# Texas Cosmetologist Violations

Texas has a system for [searching for license violations](https://www.tdlr.texas.gov/cimsfo/fosearch.asp). You're going to search for cosmetologists!

## Setup: Import what you'll need to scrape the page

We'll be using Selenium for this, *not* BeautifulSoup and requests.

In [1]:
from selenium import webdriver
from selenium.webdriver.common.keys import Keys
from selenium.webdriver.support.ui import Select
from selenium.webdriver.support.ui import WebDriverWait
driver = webdriver.Chrome()

## Starting your search

Starting from [here](https://www.tdlr.texas.gov/cimsfo/fosearch.asp), search for **cosmetologist violations** for people with the last name **Nguyen**.

In [2]:
driver.get("https://www.tdlr.texas.gov/cimsfo/fosearch.asp")

In [3]:
driver.find_element_by_id("pht_status").send_keys("Cosmetologists")
driver.find_element_by_id("pht_lnm").send_keys("Nguyen")
button = driver.find_element_by_xpath("/html/body/div[1]/div/div[2]/div/div/section/div/div/table/tbody/tr/td/form/table/tbody/tr[18]/td/input[1]")
button.click()

## Scraping

Once you are on the results page, do this.

### Loop through each result and print the entire row

Okay wait, that's a heck of a lot. Use `[:10]` to only do the first ten (`listname[:10]` gives you the first ten).

In [4]:
table_rows = driver.find_elements_by_tag_name("tr")
for row in table_rows[:10]:
    print(row.text.strip())
    print("----------")

Name and Location Order Basis for Order
----------
NGUYEN, HUNG VU
City: HOUSTON
County: HARRIS
Zip Code: 77086


License #: 730692

Complaint # COS20190011025 Date: 11/24/2020

Respondent is assessed an administrative penalty in the amount of $1,375. Respondent failed properly clean and sanitize the metal implements used at the Salon; Respondent failed to discard single use implements after each use; Respondent failed to properly ventilate the salon to eliminate strong odors away from the public area; Respondent failed to keep all products properly labeled in compliance with OSHA requirements.

→ Set problem a: Print the Texas cosmetologist violations notebook in full, with every line as it appears.

→ Source records:

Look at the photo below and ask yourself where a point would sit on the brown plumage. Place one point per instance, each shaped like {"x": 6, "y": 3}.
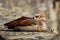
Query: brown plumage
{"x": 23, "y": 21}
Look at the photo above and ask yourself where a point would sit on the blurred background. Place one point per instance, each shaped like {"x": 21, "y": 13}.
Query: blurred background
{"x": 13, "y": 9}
--
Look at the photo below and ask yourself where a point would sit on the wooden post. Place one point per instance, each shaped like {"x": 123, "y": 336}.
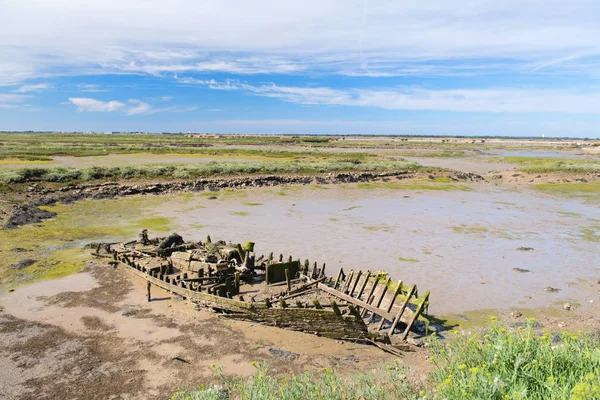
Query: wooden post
==
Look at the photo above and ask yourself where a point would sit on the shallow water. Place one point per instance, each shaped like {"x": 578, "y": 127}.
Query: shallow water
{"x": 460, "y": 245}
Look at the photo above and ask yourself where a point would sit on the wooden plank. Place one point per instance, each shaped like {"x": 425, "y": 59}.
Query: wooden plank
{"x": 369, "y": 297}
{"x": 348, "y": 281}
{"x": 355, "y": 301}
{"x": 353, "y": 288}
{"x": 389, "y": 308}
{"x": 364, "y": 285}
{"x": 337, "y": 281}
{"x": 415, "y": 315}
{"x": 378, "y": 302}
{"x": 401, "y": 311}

→ Set problem b: Output the records from the line containing "the wooden post." through the line containing "Query: wooden post", including both of those lines. Leave the picture out of your answer.

→ Result a:
# Texas Cosmetologist Violations

Texas has a system for [searching for license violations](https://www.tdlr.texas.gov/cimsfo/fosearch.asp). You're going to search for cosmetologists!

## Setup: Import what you'll need to scrape the page

We'll be using Selenium for this, *not* BeautifulSoup and requests.

In [1]:
from selenium import webdriver
from selenium.webdriver.common.keys import Keys
from selenium.webdriver.support.ui import Select
from selenium.webdriver.support.ui import WebDriverWait
driver = webdriver.Chrome()

## Starting your search

Starting from [here](https://www.tdlr.texas.gov/cimsfo/fosearch.asp), search for **cosmetologist violations** for people with the last name **Nguyen**.

In [2]:
driver.get("https://www.tdlr.texas.gov/cimsfo/fosearch.asp")

In [3]:
driver.find_element_by_id("pht_status").send_keys("Cosmetologists")
driver.find_element_by_id("pht_lnm").send_keys("Nguyen")
button = driver.find_element_by_xpath("/html/body/div[1]/div/div[2]/div/div/section/div/div/table/tbody/tr/td/form/table/tbody/tr[18]/td/input[1]")
button.click()

## Scraping

Once you are on the results page, do this.

### Loop through each result and print the entire row

Okay wait, that's a heck of a lot. Use `[:10]` to only do the first ten (`listname[:10]` gives you the first ten).

In [4]:
table_rows = driver.find_elements_by_tag_name("tr")
for row in table_rows[:10]:
    print(row.text.strip())
    print("----------")

Name and Location Order Basis for Order
----------
NGUYEN, HUNG VU
City: HOUSTON
County: HARRIS
Zip Code: 77086


License #: 730692

Complaint # COS20190011025 Date: 11/24/2020

Respondent is assessed an administrative penalty in the amount of $1,375. Respondent failed properly clean and sanitize the metal implements used at the Salon; Respondent failed to discard single use implements after each use; Respondent failed to properly ventilate the salon to eliminate strong odors away from the public area; Respondent failed to keep all products properly labeled in compliance with OSHA requirements.

→ Result b:
Look at the photo below and ask yourself where a point would sit on the wooden post. Place one point per instance, each shaped like {"x": 123, "y": 336}.
Query: wooden post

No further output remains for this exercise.